# Source document
►
Today’s post comes from Wessew
For me the music died on Monday, October 24, 2016 with the death of Bobby Vee.
Buddy Holly, Ritchie Valens, J.P. Richardson (the Big Bopper) and pilot Roger Peterson left Clear Lake, Iowa for a flight to Fargo, North Dakota. They were to perform at the Moorhead, Minnesota Armory as a continuation of the Winter Party Dance tour. They never arrived as they died when the plane crashed into an Iowa cornfield, February 3, 1959. As news of the tragedy spread in the Fargo-Moorhead area, word went out for performers to substitute for the lost tour members. Fifteen year old Robert Velline and his newly formed group volunteered, were chosen to play and the show went on. The Shadows, as they called themselves on the spot, were well received and Bobby Vee went on to a stellar career before succumbing to Alzheimer’s disease. My parents attended that event. It’s not that they were big rock and roll fans but we lived just a short walk from the Armory in Moorhead and were acquaintances of the Velline family. So they went as a show of support for Bobby and his brother Bill, one of the guitar players in the band. My sisters and I remained at home with Grandma. I have no recollection of disappointment in being excluded from “making the scene.” Seeing as how I was only 6, the entertainment value would likely have been lost on me.
◄
(Free-text object descriptions)
►
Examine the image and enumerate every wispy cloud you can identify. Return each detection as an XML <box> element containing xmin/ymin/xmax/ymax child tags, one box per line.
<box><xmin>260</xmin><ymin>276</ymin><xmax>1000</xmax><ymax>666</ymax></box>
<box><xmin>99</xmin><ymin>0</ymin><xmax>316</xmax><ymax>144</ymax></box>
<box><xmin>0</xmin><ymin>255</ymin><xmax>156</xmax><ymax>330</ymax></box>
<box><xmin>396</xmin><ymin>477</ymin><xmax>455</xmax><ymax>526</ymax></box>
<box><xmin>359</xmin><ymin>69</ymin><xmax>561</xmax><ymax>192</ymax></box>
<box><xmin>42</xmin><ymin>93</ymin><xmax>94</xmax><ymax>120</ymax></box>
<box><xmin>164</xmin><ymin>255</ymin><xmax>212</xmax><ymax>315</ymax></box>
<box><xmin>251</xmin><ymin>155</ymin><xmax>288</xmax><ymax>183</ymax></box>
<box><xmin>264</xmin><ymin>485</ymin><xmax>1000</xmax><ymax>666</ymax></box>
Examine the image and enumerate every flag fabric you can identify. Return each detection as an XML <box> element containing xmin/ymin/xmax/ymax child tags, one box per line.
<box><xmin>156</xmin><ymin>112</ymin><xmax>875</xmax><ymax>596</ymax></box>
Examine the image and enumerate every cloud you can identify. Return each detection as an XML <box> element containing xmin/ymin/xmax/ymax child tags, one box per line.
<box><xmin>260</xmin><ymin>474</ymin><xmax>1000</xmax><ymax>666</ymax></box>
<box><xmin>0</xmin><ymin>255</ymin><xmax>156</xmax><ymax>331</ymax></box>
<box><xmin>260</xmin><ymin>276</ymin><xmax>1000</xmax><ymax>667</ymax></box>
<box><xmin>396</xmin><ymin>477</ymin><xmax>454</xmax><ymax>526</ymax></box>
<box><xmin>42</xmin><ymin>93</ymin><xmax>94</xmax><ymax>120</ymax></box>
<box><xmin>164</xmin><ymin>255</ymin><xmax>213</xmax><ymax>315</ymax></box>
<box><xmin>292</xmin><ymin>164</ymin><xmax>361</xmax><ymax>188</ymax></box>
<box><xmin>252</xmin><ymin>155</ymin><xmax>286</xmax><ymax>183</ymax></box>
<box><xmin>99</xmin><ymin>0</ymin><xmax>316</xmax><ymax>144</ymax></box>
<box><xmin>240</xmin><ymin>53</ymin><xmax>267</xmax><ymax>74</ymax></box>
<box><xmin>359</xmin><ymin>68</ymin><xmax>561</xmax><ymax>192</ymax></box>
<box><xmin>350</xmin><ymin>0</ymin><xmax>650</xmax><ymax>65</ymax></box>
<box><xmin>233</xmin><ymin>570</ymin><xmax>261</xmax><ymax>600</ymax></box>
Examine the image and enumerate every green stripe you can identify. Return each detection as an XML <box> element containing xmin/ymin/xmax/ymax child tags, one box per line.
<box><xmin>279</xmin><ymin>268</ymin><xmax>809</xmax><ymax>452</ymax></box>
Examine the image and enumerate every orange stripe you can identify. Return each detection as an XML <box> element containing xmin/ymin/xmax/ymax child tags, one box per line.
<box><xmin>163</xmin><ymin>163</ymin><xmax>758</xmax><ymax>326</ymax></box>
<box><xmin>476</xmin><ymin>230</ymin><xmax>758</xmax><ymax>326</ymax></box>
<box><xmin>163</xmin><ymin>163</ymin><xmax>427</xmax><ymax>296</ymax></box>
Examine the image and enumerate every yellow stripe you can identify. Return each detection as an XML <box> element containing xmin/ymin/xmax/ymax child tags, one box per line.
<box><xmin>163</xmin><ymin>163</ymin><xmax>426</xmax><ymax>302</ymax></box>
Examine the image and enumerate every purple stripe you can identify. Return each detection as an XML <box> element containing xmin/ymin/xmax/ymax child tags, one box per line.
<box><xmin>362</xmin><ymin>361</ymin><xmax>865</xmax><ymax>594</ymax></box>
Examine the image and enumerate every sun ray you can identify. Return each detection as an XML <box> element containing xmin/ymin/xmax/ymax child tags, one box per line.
◄
# Task description
Continue the Bobby Vee memoir from the point where it stops.

# Result
Over the years, the significance of the deaths and dance became more pronounced for me. Collecting the recordings was a given. I’m not big into memorabilia but if only Dad and Mom had kept those ticket stubs what a treasure they would be! I became a fan of Holly and Vee. Not so for my parents. It never seemed to matter much to them that they had been part of music history. I have been able to piece together a pretty good picture of what they experienced. They were in their late twenties so were a bit out of place among a crowd of teenagers. Not surprisingly, given my Dad’s two left feet, they didn’t dance at all. They did watch the Shadows perform but left early and didn’t see Dion and The Belmonts.
Time marches on and it is now the late sixties. KQWB radio began promoting a celebrity basketball team composed of the station’s DJ’s and a few college players. The advertising spot included a sampling of the backup singers for Bobby Vee’s hit record, “Rubber Ball” which in 1968 was now a golden oldie. They sang, “Bouncy, Bouncy. Bouncy, Bouncy.” KQWB 1550 was always on our car and home radios so we heard that little jingle frequently. Well, my Father swore that Bobby Vee had sung that song in 1959. The song wasn’t recorded until 1961 but no amount of evidence could disabuse him of the notion that he had heard it years before. The Vellines were no longer in our social circle, so there was no appeal to authority from that source. Now with the Internet, it is easy to prove how wrong he was but back when I was in high school, information resources were rather meager and it was probably best to let the matter drop in any case. But every once in a while the “issue” would come up. Dad would reaffirm his theory that many musicians play songs before they record them. The fact that Gene Pitney and Aaron Schroeder wrote the song, not Bobby Vee, leaves him unfazed. The mysterious song had become part of a conspiracy. The voices in Dad’s head are like a rubber ball going “bouncy, bouncy.”
Do you have a favorite conspiracy theory?